Stated problem: Can you copy the listing word for word from the line that contains "Would you please identify the road" through the line that contains "column 558, row 342", including both of those lines?

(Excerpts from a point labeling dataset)
--------------------------------

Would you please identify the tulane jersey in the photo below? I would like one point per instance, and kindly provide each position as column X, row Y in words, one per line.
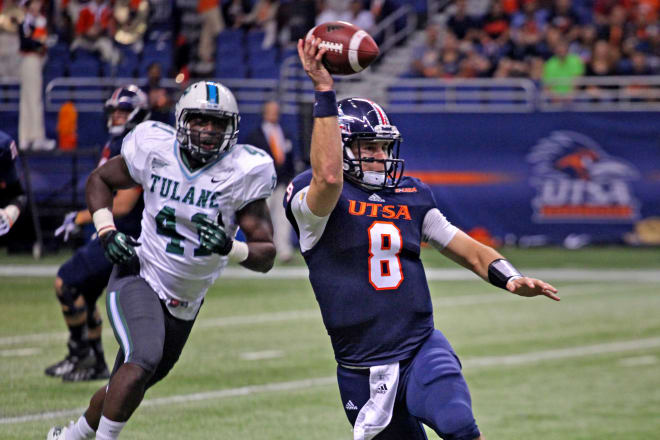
column 175, row 198
column 365, row 268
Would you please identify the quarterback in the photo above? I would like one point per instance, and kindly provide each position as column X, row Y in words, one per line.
column 199, row 186
column 361, row 224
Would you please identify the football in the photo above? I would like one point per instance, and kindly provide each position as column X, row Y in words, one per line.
column 349, row 48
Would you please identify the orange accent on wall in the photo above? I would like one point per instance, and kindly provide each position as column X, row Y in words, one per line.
column 460, row 177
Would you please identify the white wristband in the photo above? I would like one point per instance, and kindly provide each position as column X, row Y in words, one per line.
column 103, row 220
column 239, row 251
column 12, row 212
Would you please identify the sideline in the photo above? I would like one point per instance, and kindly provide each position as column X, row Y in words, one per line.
column 459, row 274
column 479, row 362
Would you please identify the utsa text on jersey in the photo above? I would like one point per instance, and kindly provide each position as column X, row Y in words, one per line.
column 377, row 210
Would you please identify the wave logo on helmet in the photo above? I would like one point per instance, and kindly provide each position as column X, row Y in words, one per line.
column 577, row 181
column 207, row 120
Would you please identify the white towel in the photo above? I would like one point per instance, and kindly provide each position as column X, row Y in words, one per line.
column 376, row 414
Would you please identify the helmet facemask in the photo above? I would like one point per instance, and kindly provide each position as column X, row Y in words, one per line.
column 388, row 174
column 205, row 144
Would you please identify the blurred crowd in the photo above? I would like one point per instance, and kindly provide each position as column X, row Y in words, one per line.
column 544, row 40
column 188, row 28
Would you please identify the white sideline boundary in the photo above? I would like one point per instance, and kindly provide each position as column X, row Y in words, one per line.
column 479, row 362
column 295, row 273
column 297, row 315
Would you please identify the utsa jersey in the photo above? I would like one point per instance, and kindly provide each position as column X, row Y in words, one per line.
column 10, row 186
column 130, row 223
column 175, row 198
column 365, row 268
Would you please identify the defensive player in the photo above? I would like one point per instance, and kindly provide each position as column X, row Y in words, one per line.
column 12, row 196
column 81, row 280
column 361, row 224
column 199, row 187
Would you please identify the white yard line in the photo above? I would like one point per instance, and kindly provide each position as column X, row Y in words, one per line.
column 295, row 273
column 481, row 362
column 296, row 315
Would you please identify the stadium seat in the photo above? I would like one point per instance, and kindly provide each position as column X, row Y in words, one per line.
column 85, row 68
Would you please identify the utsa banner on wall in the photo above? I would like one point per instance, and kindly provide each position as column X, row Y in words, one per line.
column 541, row 178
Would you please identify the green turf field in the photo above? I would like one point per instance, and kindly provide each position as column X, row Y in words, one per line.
column 259, row 364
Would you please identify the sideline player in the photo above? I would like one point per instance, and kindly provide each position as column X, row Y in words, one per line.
column 81, row 280
column 12, row 195
column 361, row 229
column 199, row 187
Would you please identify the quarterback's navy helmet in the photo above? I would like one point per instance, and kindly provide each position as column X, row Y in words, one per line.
column 131, row 99
column 363, row 120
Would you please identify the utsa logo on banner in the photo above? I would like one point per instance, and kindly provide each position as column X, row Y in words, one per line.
column 577, row 181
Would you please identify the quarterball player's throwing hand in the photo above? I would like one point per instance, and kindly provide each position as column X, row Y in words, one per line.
column 525, row 286
column 310, row 56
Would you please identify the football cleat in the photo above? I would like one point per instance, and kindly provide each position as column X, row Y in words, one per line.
column 76, row 357
column 82, row 373
column 57, row 433
column 207, row 99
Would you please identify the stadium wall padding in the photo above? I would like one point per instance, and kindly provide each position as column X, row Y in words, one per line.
column 539, row 178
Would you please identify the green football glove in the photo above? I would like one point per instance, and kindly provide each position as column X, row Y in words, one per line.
column 213, row 237
column 119, row 247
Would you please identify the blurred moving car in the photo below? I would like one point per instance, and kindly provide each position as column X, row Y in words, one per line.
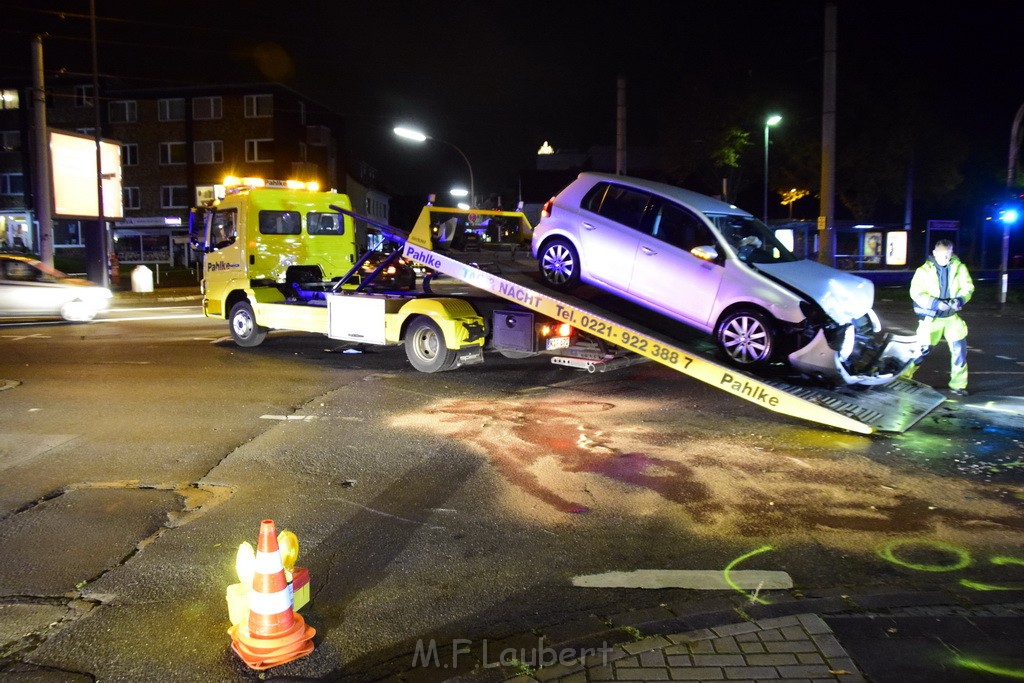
column 719, row 269
column 31, row 289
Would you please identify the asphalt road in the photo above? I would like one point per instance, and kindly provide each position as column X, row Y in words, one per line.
column 138, row 452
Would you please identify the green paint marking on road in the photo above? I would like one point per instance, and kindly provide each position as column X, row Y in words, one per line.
column 727, row 573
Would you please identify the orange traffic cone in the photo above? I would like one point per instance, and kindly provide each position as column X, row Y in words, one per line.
column 274, row 633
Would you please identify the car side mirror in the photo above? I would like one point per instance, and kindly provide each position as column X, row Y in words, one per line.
column 706, row 253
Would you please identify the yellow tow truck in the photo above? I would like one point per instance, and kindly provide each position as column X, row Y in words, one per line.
column 283, row 255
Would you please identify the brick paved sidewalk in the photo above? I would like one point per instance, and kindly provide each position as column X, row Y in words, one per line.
column 800, row 647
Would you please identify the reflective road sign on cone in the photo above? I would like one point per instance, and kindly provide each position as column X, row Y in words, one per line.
column 274, row 633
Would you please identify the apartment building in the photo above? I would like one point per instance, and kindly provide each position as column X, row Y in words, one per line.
column 177, row 144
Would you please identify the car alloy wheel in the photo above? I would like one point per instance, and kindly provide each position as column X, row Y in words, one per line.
column 559, row 264
column 745, row 337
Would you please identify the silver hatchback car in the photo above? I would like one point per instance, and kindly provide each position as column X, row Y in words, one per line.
column 719, row 269
column 32, row 289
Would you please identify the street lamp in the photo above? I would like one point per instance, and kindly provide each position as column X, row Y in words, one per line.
column 1009, row 218
column 418, row 136
column 772, row 120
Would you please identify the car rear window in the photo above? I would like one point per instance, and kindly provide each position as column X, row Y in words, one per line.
column 616, row 203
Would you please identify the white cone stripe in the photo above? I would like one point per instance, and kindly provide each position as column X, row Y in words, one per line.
column 270, row 603
column 267, row 563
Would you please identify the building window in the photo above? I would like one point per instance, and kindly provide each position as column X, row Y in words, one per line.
column 11, row 183
column 206, row 109
column 10, row 140
column 171, row 110
column 208, row 152
column 83, row 95
column 259, row 150
column 9, row 99
column 259, row 107
column 131, row 198
column 68, row 233
column 129, row 154
column 173, row 197
column 172, row 153
column 124, row 111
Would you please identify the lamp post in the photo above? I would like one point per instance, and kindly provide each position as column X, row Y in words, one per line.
column 772, row 120
column 418, row 136
column 1008, row 219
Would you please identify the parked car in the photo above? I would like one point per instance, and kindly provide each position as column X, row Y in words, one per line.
column 31, row 289
column 718, row 268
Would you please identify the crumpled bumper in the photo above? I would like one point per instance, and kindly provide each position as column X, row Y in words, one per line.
column 877, row 360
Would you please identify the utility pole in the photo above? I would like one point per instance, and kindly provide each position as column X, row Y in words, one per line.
column 95, row 249
column 621, row 126
column 41, row 177
column 826, row 217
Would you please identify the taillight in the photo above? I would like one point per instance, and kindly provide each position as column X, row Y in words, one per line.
column 548, row 206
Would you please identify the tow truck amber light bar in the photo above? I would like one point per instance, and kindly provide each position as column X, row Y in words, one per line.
column 233, row 183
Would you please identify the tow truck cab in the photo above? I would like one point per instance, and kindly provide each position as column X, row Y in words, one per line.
column 269, row 233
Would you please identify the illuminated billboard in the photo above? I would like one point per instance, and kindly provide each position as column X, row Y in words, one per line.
column 73, row 159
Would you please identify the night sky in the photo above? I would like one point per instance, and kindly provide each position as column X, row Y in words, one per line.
column 497, row 79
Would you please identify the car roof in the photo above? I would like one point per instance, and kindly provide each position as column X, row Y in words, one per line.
column 17, row 257
column 693, row 200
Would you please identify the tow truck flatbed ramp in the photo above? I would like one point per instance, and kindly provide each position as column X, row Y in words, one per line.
column 893, row 408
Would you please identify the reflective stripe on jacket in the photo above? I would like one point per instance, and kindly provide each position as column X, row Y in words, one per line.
column 925, row 288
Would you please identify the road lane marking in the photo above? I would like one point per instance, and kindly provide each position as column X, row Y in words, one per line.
column 20, row 337
column 704, row 580
column 147, row 317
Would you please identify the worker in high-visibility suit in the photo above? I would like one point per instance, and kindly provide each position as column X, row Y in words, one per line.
column 940, row 289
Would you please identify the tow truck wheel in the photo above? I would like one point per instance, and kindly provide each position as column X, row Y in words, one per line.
column 245, row 332
column 425, row 346
column 559, row 264
column 745, row 336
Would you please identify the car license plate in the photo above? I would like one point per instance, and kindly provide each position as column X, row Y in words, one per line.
column 558, row 342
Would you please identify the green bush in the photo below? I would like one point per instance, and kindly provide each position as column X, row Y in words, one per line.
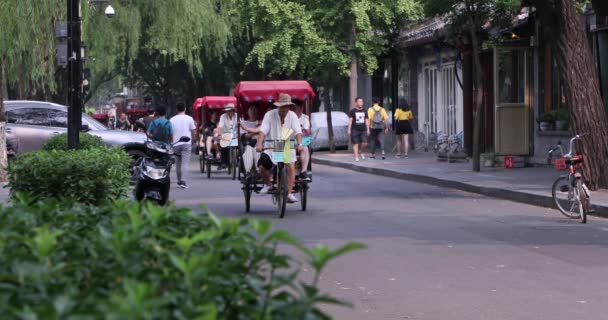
column 60, row 142
column 89, row 176
column 139, row 261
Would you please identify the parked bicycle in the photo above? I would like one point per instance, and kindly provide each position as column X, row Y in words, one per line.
column 570, row 194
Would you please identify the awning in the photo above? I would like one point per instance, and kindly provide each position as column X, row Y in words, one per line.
column 213, row 102
column 250, row 91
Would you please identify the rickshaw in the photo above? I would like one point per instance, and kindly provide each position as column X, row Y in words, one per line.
column 202, row 113
column 262, row 94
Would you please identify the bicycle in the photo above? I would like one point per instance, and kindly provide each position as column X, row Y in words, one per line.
column 569, row 192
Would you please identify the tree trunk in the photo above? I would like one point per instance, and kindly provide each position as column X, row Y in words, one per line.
column 330, row 126
column 573, row 53
column 354, row 73
column 3, row 156
column 478, row 120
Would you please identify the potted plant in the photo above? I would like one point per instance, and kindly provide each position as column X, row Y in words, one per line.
column 561, row 119
column 546, row 121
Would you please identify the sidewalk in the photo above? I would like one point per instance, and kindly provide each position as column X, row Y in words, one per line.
column 526, row 185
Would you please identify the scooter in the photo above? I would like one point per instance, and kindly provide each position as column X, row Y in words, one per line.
column 153, row 171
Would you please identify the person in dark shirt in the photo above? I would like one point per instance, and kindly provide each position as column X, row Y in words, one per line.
column 358, row 128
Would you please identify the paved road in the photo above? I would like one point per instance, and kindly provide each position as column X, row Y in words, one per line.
column 435, row 253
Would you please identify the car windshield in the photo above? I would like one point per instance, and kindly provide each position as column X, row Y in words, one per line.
column 93, row 124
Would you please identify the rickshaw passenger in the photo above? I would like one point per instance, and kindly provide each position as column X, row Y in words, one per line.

--------------------------------

Response:
Would you please identify the road lane marking in the photo above? I would like one point per instance, and kindly provide each position as column X, row Y in words, one per line.
column 20, row 337
column 704, row 580
column 147, row 317
Would you please identify the worker in high-visibility suit in the photo above? I would like one point per instance, and kindly provide each position as column X, row Y in words, one per line.
column 940, row 289
Would you please identify the tow truck wheel in the photo above? I would like one point per instance, and kindly provide each position as column X, row Y in words, one per line.
column 245, row 332
column 425, row 346
column 559, row 264
column 745, row 336
Would you please identify the car license plate in the photo above? I would like one point per instance, and kindly provide each position as column X, row Y in words, one per line.
column 558, row 342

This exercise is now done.